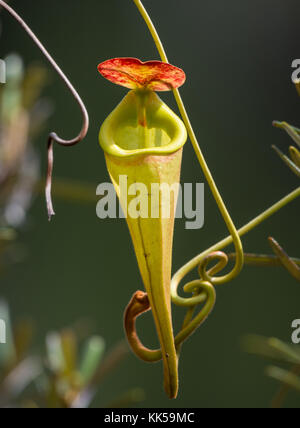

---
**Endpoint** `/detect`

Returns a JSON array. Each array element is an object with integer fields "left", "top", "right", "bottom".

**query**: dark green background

[{"left": 0, "top": 0, "right": 300, "bottom": 407}]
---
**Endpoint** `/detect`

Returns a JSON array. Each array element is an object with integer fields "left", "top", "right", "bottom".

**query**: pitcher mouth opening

[{"left": 99, "top": 89, "right": 187, "bottom": 157}]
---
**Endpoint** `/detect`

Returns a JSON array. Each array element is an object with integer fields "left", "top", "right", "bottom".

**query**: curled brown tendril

[
  {"left": 124, "top": 280, "right": 216, "bottom": 362},
  {"left": 0, "top": 0, "right": 89, "bottom": 220}
]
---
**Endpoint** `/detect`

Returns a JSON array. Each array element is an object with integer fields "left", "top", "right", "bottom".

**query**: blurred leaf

[
  {"left": 242, "top": 335, "right": 300, "bottom": 364},
  {"left": 36, "top": 179, "right": 96, "bottom": 204},
  {"left": 272, "top": 144, "right": 300, "bottom": 177},
  {"left": 269, "top": 238, "right": 300, "bottom": 281},
  {"left": 273, "top": 121, "right": 300, "bottom": 147},
  {"left": 46, "top": 332, "right": 64, "bottom": 373},
  {"left": 79, "top": 336, "right": 105, "bottom": 385},
  {"left": 105, "top": 388, "right": 145, "bottom": 409},
  {"left": 228, "top": 253, "right": 300, "bottom": 267},
  {"left": 289, "top": 146, "right": 300, "bottom": 168},
  {"left": 266, "top": 366, "right": 300, "bottom": 392},
  {"left": 60, "top": 329, "right": 77, "bottom": 378},
  {"left": 0, "top": 357, "right": 42, "bottom": 404},
  {"left": 0, "top": 300, "right": 16, "bottom": 370},
  {"left": 14, "top": 320, "right": 34, "bottom": 361}
]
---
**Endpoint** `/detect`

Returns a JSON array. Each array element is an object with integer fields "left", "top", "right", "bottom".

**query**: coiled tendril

[{"left": 0, "top": 0, "right": 89, "bottom": 220}]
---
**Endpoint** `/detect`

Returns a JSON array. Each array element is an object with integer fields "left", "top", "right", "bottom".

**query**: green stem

[{"left": 133, "top": 0, "right": 244, "bottom": 285}]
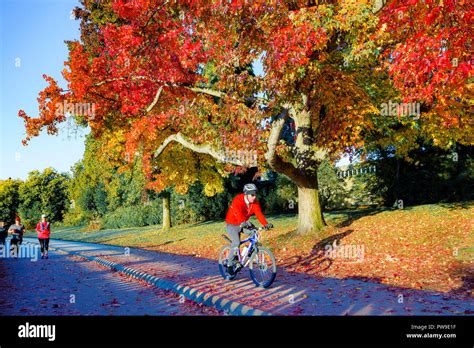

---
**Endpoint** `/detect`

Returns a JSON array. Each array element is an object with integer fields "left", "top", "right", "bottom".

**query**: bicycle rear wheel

[
  {"left": 219, "top": 245, "right": 237, "bottom": 280},
  {"left": 249, "top": 247, "right": 277, "bottom": 288}
]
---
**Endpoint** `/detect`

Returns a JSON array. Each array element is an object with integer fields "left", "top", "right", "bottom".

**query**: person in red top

[
  {"left": 225, "top": 184, "right": 273, "bottom": 274},
  {"left": 36, "top": 214, "right": 51, "bottom": 259}
]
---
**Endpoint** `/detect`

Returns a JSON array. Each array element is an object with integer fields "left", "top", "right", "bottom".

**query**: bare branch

[{"left": 155, "top": 133, "right": 244, "bottom": 166}]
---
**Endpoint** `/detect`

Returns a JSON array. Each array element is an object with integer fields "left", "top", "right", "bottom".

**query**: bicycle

[{"left": 219, "top": 226, "right": 277, "bottom": 288}]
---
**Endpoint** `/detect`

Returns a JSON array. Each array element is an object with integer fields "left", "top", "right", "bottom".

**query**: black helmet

[{"left": 244, "top": 184, "right": 257, "bottom": 195}]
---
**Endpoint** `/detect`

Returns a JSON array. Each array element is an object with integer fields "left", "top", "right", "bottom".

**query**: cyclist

[{"left": 225, "top": 184, "right": 273, "bottom": 275}]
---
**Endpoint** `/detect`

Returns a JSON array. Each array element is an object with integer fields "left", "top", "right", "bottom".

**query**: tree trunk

[
  {"left": 163, "top": 192, "right": 171, "bottom": 231},
  {"left": 297, "top": 187, "right": 326, "bottom": 234}
]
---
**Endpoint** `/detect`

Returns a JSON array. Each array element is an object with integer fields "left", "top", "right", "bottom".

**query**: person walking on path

[
  {"left": 0, "top": 221, "right": 8, "bottom": 246},
  {"left": 8, "top": 216, "right": 25, "bottom": 257},
  {"left": 36, "top": 214, "right": 51, "bottom": 259}
]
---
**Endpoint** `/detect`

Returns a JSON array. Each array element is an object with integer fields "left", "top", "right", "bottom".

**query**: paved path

[
  {"left": 0, "top": 242, "right": 219, "bottom": 316},
  {"left": 5, "top": 239, "right": 468, "bottom": 315}
]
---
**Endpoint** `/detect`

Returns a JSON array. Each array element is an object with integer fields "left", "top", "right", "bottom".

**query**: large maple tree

[{"left": 20, "top": 0, "right": 472, "bottom": 233}]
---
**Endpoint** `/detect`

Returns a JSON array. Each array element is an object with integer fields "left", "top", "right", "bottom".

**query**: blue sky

[
  {"left": 0, "top": 0, "right": 86, "bottom": 180},
  {"left": 0, "top": 0, "right": 348, "bottom": 180}
]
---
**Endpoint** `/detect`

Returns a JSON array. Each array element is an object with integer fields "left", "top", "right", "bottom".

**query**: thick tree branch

[
  {"left": 265, "top": 108, "right": 307, "bottom": 187},
  {"left": 155, "top": 133, "right": 245, "bottom": 166}
]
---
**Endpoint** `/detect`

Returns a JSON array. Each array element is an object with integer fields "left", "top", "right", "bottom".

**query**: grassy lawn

[{"left": 26, "top": 202, "right": 474, "bottom": 296}]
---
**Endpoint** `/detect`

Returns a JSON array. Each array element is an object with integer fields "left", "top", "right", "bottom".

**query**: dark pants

[
  {"left": 38, "top": 238, "right": 49, "bottom": 254},
  {"left": 226, "top": 224, "right": 242, "bottom": 266}
]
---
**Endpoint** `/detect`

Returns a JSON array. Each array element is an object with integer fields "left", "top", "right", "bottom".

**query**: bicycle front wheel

[
  {"left": 249, "top": 247, "right": 277, "bottom": 288},
  {"left": 219, "top": 245, "right": 236, "bottom": 280}
]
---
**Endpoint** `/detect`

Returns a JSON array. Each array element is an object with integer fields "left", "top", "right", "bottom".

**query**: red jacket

[
  {"left": 36, "top": 221, "right": 51, "bottom": 239},
  {"left": 225, "top": 193, "right": 268, "bottom": 226}
]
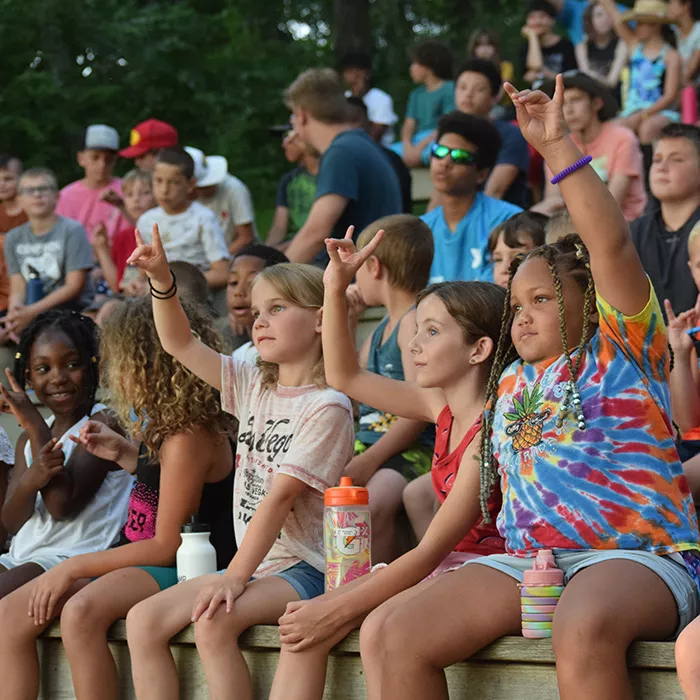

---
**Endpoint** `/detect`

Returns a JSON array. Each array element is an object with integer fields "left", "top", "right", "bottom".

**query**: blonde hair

[
  {"left": 357, "top": 214, "right": 435, "bottom": 294},
  {"left": 102, "top": 297, "right": 230, "bottom": 456},
  {"left": 122, "top": 168, "right": 153, "bottom": 192},
  {"left": 284, "top": 68, "right": 349, "bottom": 124},
  {"left": 253, "top": 263, "right": 328, "bottom": 389},
  {"left": 544, "top": 209, "right": 576, "bottom": 245}
]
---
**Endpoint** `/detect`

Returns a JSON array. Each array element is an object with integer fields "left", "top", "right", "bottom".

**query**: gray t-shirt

[{"left": 5, "top": 216, "right": 94, "bottom": 306}]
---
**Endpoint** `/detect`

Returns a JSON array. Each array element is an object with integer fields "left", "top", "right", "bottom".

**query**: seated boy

[
  {"left": 391, "top": 41, "right": 454, "bottom": 168},
  {"left": 5, "top": 168, "right": 93, "bottom": 342},
  {"left": 136, "top": 147, "right": 230, "bottom": 290},
  {"left": 56, "top": 124, "right": 126, "bottom": 242},
  {"left": 119, "top": 119, "right": 178, "bottom": 173},
  {"left": 185, "top": 146, "right": 255, "bottom": 255},
  {"left": 533, "top": 71, "right": 647, "bottom": 221},
  {"left": 421, "top": 112, "right": 522, "bottom": 282},
  {"left": 345, "top": 214, "right": 435, "bottom": 563},
  {"left": 92, "top": 169, "right": 156, "bottom": 294}
]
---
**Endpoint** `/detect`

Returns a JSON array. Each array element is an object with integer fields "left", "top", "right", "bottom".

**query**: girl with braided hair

[
  {"left": 0, "top": 310, "right": 132, "bottom": 598},
  {"left": 361, "top": 76, "right": 700, "bottom": 700}
]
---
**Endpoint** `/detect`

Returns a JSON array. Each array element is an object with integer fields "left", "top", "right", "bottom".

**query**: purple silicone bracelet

[{"left": 550, "top": 156, "right": 593, "bottom": 185}]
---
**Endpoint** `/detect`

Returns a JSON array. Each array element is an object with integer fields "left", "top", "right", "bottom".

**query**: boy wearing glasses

[
  {"left": 5, "top": 168, "right": 93, "bottom": 342},
  {"left": 422, "top": 112, "right": 522, "bottom": 283}
]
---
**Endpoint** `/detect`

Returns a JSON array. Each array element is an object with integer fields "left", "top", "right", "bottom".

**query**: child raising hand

[{"left": 362, "top": 76, "right": 700, "bottom": 700}]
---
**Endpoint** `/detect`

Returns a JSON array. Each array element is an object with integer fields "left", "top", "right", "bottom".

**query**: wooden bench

[{"left": 39, "top": 621, "right": 683, "bottom": 700}]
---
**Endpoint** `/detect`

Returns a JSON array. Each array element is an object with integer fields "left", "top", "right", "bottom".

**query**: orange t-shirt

[{"left": 0, "top": 204, "right": 27, "bottom": 311}]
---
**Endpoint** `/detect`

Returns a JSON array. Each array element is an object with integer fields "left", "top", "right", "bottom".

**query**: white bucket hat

[{"left": 185, "top": 146, "right": 228, "bottom": 187}]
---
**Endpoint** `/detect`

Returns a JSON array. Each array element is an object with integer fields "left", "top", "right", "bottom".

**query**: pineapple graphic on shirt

[{"left": 505, "top": 384, "right": 552, "bottom": 452}]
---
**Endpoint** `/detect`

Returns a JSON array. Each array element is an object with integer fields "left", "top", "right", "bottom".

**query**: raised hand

[
  {"left": 323, "top": 226, "right": 384, "bottom": 292},
  {"left": 0, "top": 368, "right": 44, "bottom": 430},
  {"left": 126, "top": 224, "right": 173, "bottom": 291},
  {"left": 503, "top": 75, "right": 569, "bottom": 153}
]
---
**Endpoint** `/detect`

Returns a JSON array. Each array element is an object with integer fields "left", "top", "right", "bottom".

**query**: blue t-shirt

[
  {"left": 315, "top": 129, "right": 403, "bottom": 264},
  {"left": 492, "top": 119, "right": 530, "bottom": 208},
  {"left": 557, "top": 0, "right": 630, "bottom": 45},
  {"left": 421, "top": 192, "right": 522, "bottom": 284}
]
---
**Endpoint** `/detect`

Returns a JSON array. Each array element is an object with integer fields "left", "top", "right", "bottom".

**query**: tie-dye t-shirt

[{"left": 493, "top": 291, "right": 698, "bottom": 556}]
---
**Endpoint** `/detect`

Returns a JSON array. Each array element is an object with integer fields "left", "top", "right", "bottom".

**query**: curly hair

[
  {"left": 253, "top": 263, "right": 328, "bottom": 389},
  {"left": 479, "top": 234, "right": 595, "bottom": 522},
  {"left": 102, "top": 297, "right": 230, "bottom": 456}
]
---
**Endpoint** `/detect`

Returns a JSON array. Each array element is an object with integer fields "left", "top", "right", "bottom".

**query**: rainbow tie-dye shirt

[{"left": 493, "top": 291, "right": 699, "bottom": 560}]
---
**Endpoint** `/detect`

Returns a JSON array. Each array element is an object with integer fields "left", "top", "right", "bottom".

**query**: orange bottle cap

[{"left": 323, "top": 476, "right": 369, "bottom": 506}]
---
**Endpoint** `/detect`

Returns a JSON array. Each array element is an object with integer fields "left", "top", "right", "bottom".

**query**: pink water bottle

[{"left": 520, "top": 549, "right": 564, "bottom": 639}]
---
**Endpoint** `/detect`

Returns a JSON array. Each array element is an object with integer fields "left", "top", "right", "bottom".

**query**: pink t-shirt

[
  {"left": 547, "top": 122, "right": 647, "bottom": 221},
  {"left": 221, "top": 355, "right": 354, "bottom": 577},
  {"left": 56, "top": 177, "right": 130, "bottom": 243}
]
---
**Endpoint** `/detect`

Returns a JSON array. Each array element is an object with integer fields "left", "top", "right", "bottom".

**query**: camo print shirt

[
  {"left": 493, "top": 291, "right": 698, "bottom": 559},
  {"left": 221, "top": 355, "right": 354, "bottom": 577}
]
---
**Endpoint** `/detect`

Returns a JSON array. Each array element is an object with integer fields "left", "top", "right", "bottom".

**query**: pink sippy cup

[{"left": 519, "top": 549, "right": 564, "bottom": 639}]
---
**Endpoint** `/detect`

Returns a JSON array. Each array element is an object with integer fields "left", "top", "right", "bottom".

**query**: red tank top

[{"left": 430, "top": 406, "right": 506, "bottom": 555}]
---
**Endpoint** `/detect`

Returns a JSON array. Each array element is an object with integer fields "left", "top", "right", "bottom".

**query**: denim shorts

[
  {"left": 217, "top": 561, "right": 326, "bottom": 600},
  {"left": 464, "top": 549, "right": 700, "bottom": 639}
]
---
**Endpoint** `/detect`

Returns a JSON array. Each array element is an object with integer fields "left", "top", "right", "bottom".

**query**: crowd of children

[{"left": 0, "top": 0, "right": 700, "bottom": 700}]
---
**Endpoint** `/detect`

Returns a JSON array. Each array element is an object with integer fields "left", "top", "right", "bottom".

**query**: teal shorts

[{"left": 136, "top": 566, "right": 177, "bottom": 591}]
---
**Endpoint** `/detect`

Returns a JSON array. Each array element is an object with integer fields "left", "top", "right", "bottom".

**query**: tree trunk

[{"left": 333, "top": 0, "right": 372, "bottom": 57}]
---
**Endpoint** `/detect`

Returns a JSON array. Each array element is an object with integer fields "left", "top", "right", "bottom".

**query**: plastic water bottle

[
  {"left": 323, "top": 476, "right": 372, "bottom": 591},
  {"left": 24, "top": 265, "right": 44, "bottom": 306},
  {"left": 176, "top": 516, "right": 216, "bottom": 581},
  {"left": 520, "top": 549, "right": 564, "bottom": 639}
]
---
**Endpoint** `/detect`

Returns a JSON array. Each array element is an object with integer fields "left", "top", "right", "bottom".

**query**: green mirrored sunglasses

[{"left": 431, "top": 143, "right": 476, "bottom": 165}]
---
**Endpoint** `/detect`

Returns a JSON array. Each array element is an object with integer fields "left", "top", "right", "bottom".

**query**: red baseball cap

[{"left": 119, "top": 119, "right": 178, "bottom": 158}]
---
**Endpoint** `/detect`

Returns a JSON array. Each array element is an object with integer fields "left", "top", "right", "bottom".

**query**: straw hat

[{"left": 620, "top": 0, "right": 674, "bottom": 24}]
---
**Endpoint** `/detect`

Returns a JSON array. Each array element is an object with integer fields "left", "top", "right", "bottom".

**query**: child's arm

[
  {"left": 322, "top": 232, "right": 445, "bottom": 422},
  {"left": 505, "top": 75, "right": 649, "bottom": 316},
  {"left": 192, "top": 474, "right": 308, "bottom": 622},
  {"left": 279, "top": 435, "right": 481, "bottom": 651},
  {"left": 127, "top": 224, "right": 221, "bottom": 390},
  {"left": 29, "top": 428, "right": 212, "bottom": 624}
]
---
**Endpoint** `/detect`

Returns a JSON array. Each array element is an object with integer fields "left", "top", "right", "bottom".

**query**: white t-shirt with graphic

[{"left": 221, "top": 355, "right": 354, "bottom": 577}]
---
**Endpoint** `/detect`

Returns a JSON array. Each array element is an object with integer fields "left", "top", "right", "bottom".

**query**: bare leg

[
  {"left": 360, "top": 564, "right": 520, "bottom": 700},
  {"left": 0, "top": 580, "right": 88, "bottom": 700},
  {"left": 676, "top": 618, "right": 700, "bottom": 700},
  {"left": 367, "top": 469, "right": 408, "bottom": 564},
  {"left": 194, "top": 576, "right": 299, "bottom": 700},
  {"left": 552, "top": 559, "right": 678, "bottom": 700},
  {"left": 0, "top": 563, "right": 44, "bottom": 600},
  {"left": 126, "top": 574, "right": 220, "bottom": 700},
  {"left": 61, "top": 568, "right": 159, "bottom": 700},
  {"left": 403, "top": 473, "right": 438, "bottom": 542}
]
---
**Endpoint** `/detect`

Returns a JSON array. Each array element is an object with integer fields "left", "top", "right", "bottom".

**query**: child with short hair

[
  {"left": 0, "top": 299, "right": 235, "bottom": 698},
  {"left": 361, "top": 76, "right": 700, "bottom": 700},
  {"left": 391, "top": 41, "right": 455, "bottom": 168},
  {"left": 345, "top": 214, "right": 435, "bottom": 563},
  {"left": 136, "top": 148, "right": 230, "bottom": 291},
  {"left": 5, "top": 168, "right": 93, "bottom": 341},
  {"left": 56, "top": 124, "right": 126, "bottom": 242},
  {"left": 487, "top": 211, "right": 547, "bottom": 287},
  {"left": 0, "top": 310, "right": 132, "bottom": 596},
  {"left": 126, "top": 226, "right": 353, "bottom": 698},
  {"left": 92, "top": 169, "right": 156, "bottom": 294}
]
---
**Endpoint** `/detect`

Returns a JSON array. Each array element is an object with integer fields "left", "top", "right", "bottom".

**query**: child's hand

[
  {"left": 192, "top": 574, "right": 245, "bottom": 622},
  {"left": 69, "top": 420, "right": 128, "bottom": 462},
  {"left": 323, "top": 226, "right": 384, "bottom": 292},
  {"left": 126, "top": 224, "right": 173, "bottom": 291},
  {"left": 22, "top": 438, "right": 66, "bottom": 491},
  {"left": 503, "top": 75, "right": 569, "bottom": 154},
  {"left": 664, "top": 295, "right": 700, "bottom": 356},
  {"left": 0, "top": 368, "right": 44, "bottom": 430}
]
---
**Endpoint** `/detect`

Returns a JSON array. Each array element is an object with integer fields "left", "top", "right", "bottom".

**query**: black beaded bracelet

[{"left": 148, "top": 270, "right": 177, "bottom": 299}]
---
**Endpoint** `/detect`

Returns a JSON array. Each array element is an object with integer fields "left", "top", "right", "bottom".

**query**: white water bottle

[{"left": 176, "top": 515, "right": 216, "bottom": 582}]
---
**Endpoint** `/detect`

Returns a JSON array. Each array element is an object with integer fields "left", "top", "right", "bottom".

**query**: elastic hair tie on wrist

[{"left": 550, "top": 156, "right": 593, "bottom": 185}]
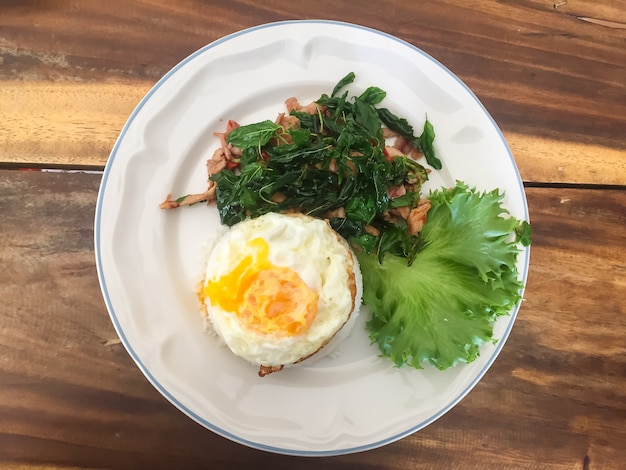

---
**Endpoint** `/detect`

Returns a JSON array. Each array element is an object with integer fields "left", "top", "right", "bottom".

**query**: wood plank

**Aim:** Pull out every line in the records that contains the word "tree", copying each one in full.

**Output of the exercise:**
**query**: tree trunk
**query**: large maple tree
**query**: thick tree branch
**query**: tree trunk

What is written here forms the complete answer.